* **DESCRIPTION OF THE TASK**: Please filter the data below down to the lines holding the string "report".

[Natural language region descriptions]
Content starts

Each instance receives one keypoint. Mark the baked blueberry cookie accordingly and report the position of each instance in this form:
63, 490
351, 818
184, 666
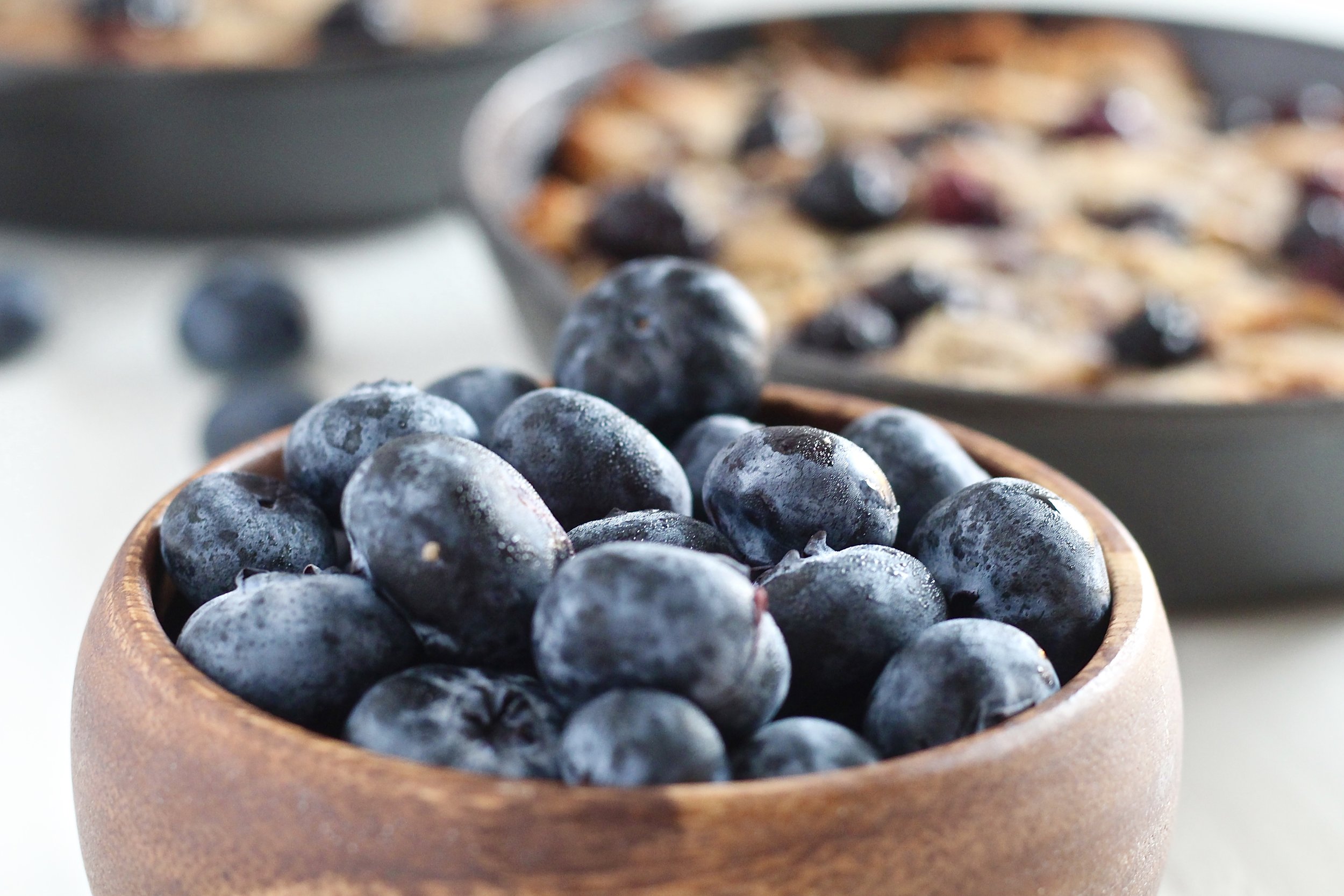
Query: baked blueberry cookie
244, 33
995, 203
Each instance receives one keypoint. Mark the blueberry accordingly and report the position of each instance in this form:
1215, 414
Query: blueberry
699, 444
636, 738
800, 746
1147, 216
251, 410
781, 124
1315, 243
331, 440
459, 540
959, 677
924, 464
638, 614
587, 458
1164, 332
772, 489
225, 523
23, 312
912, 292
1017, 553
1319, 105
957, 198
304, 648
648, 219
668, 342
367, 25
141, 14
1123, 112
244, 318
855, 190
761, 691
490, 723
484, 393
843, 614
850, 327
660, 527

Content ends

* **ANSWER FOR THIS EXERCISE**:
Each instance receives one keypoint. Mark the baked blueberry cookie accordingly and report the position of each instance in this form:
Each instance receives one keypoint. Mark the blueberry accordingly and report the position of each instance in this form:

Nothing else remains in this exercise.